• [Objective] Copy out all of the items below word for word.

(Source records)
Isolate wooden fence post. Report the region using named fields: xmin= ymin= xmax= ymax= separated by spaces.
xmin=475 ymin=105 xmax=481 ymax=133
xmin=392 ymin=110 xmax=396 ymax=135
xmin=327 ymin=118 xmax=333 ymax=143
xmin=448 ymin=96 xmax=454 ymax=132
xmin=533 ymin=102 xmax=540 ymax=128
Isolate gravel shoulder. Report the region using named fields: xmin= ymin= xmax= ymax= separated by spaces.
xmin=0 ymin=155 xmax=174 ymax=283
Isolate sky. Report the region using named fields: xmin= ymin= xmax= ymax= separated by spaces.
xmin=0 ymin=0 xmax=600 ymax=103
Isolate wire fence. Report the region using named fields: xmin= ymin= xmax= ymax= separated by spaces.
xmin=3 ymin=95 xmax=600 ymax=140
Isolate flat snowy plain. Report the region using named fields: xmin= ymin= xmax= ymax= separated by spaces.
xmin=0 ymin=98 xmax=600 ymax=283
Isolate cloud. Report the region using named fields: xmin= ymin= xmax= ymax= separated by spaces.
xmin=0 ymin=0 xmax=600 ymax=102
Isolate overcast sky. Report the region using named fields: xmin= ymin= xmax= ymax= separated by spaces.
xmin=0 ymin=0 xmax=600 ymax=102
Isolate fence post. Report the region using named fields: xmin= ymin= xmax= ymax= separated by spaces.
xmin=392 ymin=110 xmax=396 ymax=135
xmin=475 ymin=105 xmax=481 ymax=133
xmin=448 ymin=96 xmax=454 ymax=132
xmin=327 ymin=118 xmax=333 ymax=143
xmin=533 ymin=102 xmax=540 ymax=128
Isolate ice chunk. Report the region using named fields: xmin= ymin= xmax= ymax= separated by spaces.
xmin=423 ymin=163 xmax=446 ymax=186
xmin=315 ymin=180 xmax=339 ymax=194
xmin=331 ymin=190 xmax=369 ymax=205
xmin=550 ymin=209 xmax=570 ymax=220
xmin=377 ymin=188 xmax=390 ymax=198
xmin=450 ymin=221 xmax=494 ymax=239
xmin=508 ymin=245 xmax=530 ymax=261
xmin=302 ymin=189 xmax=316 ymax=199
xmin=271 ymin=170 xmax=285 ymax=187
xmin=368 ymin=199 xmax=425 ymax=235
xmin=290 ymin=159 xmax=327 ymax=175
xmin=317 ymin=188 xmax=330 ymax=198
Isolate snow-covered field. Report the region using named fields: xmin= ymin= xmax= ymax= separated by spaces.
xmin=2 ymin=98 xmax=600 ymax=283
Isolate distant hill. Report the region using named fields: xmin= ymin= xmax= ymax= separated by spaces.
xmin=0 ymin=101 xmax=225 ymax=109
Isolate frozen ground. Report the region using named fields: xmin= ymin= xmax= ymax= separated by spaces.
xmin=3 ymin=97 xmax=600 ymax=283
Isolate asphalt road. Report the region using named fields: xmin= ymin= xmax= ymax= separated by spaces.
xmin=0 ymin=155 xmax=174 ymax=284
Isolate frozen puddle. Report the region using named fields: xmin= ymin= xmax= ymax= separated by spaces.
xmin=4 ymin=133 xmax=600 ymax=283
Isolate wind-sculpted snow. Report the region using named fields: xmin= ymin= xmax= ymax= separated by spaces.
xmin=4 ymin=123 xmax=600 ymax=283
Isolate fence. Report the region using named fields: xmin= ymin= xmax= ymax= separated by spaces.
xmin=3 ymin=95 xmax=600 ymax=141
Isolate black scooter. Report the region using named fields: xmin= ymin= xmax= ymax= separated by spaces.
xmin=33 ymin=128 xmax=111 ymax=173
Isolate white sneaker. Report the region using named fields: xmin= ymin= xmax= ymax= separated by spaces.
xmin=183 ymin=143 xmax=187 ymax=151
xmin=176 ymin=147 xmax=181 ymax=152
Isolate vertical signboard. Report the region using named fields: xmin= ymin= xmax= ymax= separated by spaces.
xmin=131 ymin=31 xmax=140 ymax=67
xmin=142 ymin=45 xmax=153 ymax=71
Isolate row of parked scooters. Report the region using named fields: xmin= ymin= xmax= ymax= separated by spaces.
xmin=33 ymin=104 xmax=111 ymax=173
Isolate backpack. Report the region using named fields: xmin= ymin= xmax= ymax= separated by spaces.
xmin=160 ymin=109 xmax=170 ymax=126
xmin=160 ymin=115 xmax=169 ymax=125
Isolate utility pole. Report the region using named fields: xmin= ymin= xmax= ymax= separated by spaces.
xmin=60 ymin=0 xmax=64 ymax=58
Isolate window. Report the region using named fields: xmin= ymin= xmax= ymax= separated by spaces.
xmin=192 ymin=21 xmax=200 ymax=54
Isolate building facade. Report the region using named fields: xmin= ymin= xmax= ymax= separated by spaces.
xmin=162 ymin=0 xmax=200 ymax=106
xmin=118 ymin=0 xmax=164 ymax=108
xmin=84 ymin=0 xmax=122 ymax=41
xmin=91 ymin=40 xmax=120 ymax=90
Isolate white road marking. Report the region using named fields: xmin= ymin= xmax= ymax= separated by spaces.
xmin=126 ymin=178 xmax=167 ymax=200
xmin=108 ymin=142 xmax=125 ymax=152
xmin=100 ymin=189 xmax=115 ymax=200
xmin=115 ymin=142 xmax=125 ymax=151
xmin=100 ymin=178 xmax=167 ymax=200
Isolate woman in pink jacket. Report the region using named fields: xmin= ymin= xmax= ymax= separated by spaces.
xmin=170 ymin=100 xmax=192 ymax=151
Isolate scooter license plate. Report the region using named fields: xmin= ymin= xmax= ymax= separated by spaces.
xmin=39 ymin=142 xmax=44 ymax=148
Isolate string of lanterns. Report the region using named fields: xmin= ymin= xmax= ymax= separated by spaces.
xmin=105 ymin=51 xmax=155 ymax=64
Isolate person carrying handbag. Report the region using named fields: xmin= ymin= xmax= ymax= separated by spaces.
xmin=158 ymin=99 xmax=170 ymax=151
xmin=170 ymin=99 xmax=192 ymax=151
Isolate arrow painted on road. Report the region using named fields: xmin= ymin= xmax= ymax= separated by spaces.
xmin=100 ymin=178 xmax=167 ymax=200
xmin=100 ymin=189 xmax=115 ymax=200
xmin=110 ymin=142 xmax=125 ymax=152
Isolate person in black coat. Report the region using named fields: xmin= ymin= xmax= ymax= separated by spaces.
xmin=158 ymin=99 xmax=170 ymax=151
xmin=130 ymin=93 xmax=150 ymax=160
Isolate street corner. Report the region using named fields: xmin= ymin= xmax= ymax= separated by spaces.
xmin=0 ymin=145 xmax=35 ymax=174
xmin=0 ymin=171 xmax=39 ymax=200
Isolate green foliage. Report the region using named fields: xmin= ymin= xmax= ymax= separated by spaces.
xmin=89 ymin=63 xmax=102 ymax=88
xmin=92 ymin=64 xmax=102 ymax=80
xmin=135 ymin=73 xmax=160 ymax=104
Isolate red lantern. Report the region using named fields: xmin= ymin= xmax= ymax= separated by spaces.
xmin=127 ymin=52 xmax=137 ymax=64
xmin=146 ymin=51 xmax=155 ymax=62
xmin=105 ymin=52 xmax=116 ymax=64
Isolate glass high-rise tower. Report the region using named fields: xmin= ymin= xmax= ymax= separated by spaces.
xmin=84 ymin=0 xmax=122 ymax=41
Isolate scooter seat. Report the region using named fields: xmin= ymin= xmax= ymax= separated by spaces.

• [Output of the exercise]
Isolate wooden fence post. Report the region using named fields: xmin= ymin= xmax= ymax= separated by spaces.
xmin=475 ymin=105 xmax=481 ymax=133
xmin=392 ymin=110 xmax=396 ymax=135
xmin=327 ymin=118 xmax=333 ymax=143
xmin=448 ymin=96 xmax=454 ymax=132
xmin=533 ymin=102 xmax=540 ymax=128
Isolate gravel shoulder. Report the region using named fields: xmin= ymin= xmax= ymax= separated by spaces.
xmin=0 ymin=155 xmax=174 ymax=283
Isolate sky. Report the region using named fields: xmin= ymin= xmax= ymax= separated by spaces.
xmin=0 ymin=0 xmax=600 ymax=103
Isolate wire fence. Report the region using named fields: xmin= ymin= xmax= ymax= separated by spaces.
xmin=3 ymin=95 xmax=600 ymax=140
Isolate flat snowy plain. Report the region using named fields: xmin= ymin= xmax= ymax= separated by spaces.
xmin=0 ymin=98 xmax=600 ymax=283
Isolate cloud. Report the region using named fields: xmin= ymin= xmax= ymax= separated by spaces.
xmin=0 ymin=0 xmax=600 ymax=102
Isolate overcast sky. Report the region using named fields: xmin= ymin= xmax= ymax= separated by spaces.
xmin=0 ymin=0 xmax=600 ymax=102
Isolate fence post. Report the region using named fields: xmin= ymin= xmax= ymax= separated by spaces.
xmin=392 ymin=110 xmax=396 ymax=135
xmin=475 ymin=105 xmax=481 ymax=133
xmin=448 ymin=96 xmax=454 ymax=132
xmin=327 ymin=118 xmax=333 ymax=143
xmin=533 ymin=102 xmax=540 ymax=128
Isolate ice chunk. Report the region using named fields: xmin= ymin= xmax= ymax= separated by spaces.
xmin=423 ymin=163 xmax=446 ymax=186
xmin=315 ymin=180 xmax=339 ymax=194
xmin=331 ymin=190 xmax=369 ymax=205
xmin=550 ymin=209 xmax=570 ymax=220
xmin=377 ymin=188 xmax=390 ymax=198
xmin=450 ymin=221 xmax=494 ymax=239
xmin=508 ymin=245 xmax=530 ymax=261
xmin=302 ymin=189 xmax=316 ymax=199
xmin=271 ymin=170 xmax=285 ymax=187
xmin=368 ymin=199 xmax=425 ymax=235
xmin=290 ymin=159 xmax=327 ymax=175
xmin=317 ymin=188 xmax=330 ymax=198
Isolate snow-covered field. Report the region using named fields: xmin= ymin= xmax= ymax= separated by spaces.
xmin=2 ymin=98 xmax=600 ymax=283
Isolate distant hill. Report the region using named fields: xmin= ymin= xmax= ymax= separated by spaces.
xmin=0 ymin=101 xmax=225 ymax=109
Isolate frozen ground. Report the region using named fields: xmin= ymin= xmax= ymax= separated by spaces.
xmin=3 ymin=97 xmax=600 ymax=283
Isolate asphalt road. Report the region using named fields: xmin= ymin= xmax= ymax= separated by spaces.
xmin=0 ymin=155 xmax=174 ymax=284
Isolate frozen puddle. Report the region using named fields: xmin= ymin= xmax= ymax= separated by spaces.
xmin=4 ymin=133 xmax=600 ymax=283
Isolate wind-sculpted snow. Report the region using named fields: xmin= ymin= xmax= ymax= separated by spaces.
xmin=4 ymin=123 xmax=600 ymax=283
Isolate fence. Report the region using named fields: xmin= ymin= xmax= ymax= separated by spaces.
xmin=3 ymin=95 xmax=600 ymax=141
Isolate black scooter. Report the region using named fields: xmin= ymin= xmax= ymax= separated by spaces.
xmin=33 ymin=128 xmax=111 ymax=173
Isolate white sneaker. Report the region using named fields: xmin= ymin= xmax= ymax= separated by spaces.
xmin=183 ymin=143 xmax=187 ymax=151
xmin=176 ymin=147 xmax=181 ymax=152
Isolate vertical signboard. Report the region using named fields: xmin= ymin= xmax= ymax= separated by spaces.
xmin=131 ymin=31 xmax=140 ymax=67
xmin=142 ymin=45 xmax=153 ymax=71
Isolate row of parked scooters. Report the region using named fields: xmin= ymin= xmax= ymax= separated by spaces.
xmin=33 ymin=104 xmax=111 ymax=173
Isolate backpack. Report the region using named fields: xmin= ymin= xmax= ymax= separated by spaces.
xmin=160 ymin=109 xmax=170 ymax=126
xmin=160 ymin=115 xmax=169 ymax=125
Isolate utility pole. Report the region using named fields: xmin= ymin= xmax= ymax= separated by spaces.
xmin=60 ymin=0 xmax=64 ymax=58
Isolate window. Report the region using named fields: xmin= ymin= xmax= ymax= separated by spaces.
xmin=192 ymin=21 xmax=200 ymax=54
Isolate building facade. Report the region using named fields: xmin= ymin= xmax= ymax= separated by spaces.
xmin=162 ymin=0 xmax=200 ymax=106
xmin=118 ymin=0 xmax=164 ymax=108
xmin=84 ymin=0 xmax=122 ymax=41
xmin=91 ymin=40 xmax=120 ymax=90
Isolate white road marking. Report the region using named fields: xmin= ymin= xmax= ymax= separated by spaces.
xmin=126 ymin=178 xmax=167 ymax=200
xmin=108 ymin=142 xmax=125 ymax=152
xmin=100 ymin=189 xmax=115 ymax=200
xmin=115 ymin=142 xmax=125 ymax=151
xmin=100 ymin=178 xmax=167 ymax=200
Isolate woman in pink jacket. Report the region using named fields: xmin= ymin= xmax= ymax= separated by spaces.
xmin=170 ymin=100 xmax=192 ymax=151
Isolate scooter license plate. Report the region using named fields: xmin= ymin= xmax= ymax= separated by spaces.
xmin=39 ymin=142 xmax=44 ymax=148
Isolate string of lanterns. Report the region using named fields: xmin= ymin= xmax= ymax= separated by spaces.
xmin=105 ymin=51 xmax=155 ymax=64
Isolate person carrying handbag. Report the region using named fields: xmin= ymin= xmax= ymax= separated by spaces.
xmin=158 ymin=99 xmax=170 ymax=151
xmin=170 ymin=99 xmax=192 ymax=151
Isolate arrow painted on road. Report the region using named fields: xmin= ymin= xmax= ymax= separated by spaces.
xmin=100 ymin=178 xmax=167 ymax=200
xmin=100 ymin=189 xmax=115 ymax=200
xmin=110 ymin=142 xmax=125 ymax=152
Isolate person in black coat. Report the region using named fields: xmin= ymin= xmax= ymax= separated by spaces.
xmin=158 ymin=99 xmax=170 ymax=151
xmin=130 ymin=93 xmax=150 ymax=160
Isolate street corner. Report the region using named fields: xmin= ymin= xmax= ymax= separated by spaces.
xmin=0 ymin=145 xmax=35 ymax=174
xmin=0 ymin=171 xmax=39 ymax=200
Isolate green foliage. Report the region using named fields: xmin= ymin= xmax= ymax= separated by spaces.
xmin=89 ymin=63 xmax=102 ymax=88
xmin=92 ymin=64 xmax=102 ymax=80
xmin=135 ymin=73 xmax=160 ymax=104
Isolate red lantern. Report the region using named fields: xmin= ymin= xmax= ymax= separated by spaces.
xmin=127 ymin=52 xmax=137 ymax=64
xmin=146 ymin=51 xmax=155 ymax=62
xmin=105 ymin=52 xmax=116 ymax=64
Isolate glass high-rise tower. Report the region using named fields: xmin= ymin= xmax= ymax= separated by spaces.
xmin=84 ymin=0 xmax=122 ymax=41
Isolate scooter seat. Report the region using named fields: xmin= ymin= xmax= ymax= separated by spaces.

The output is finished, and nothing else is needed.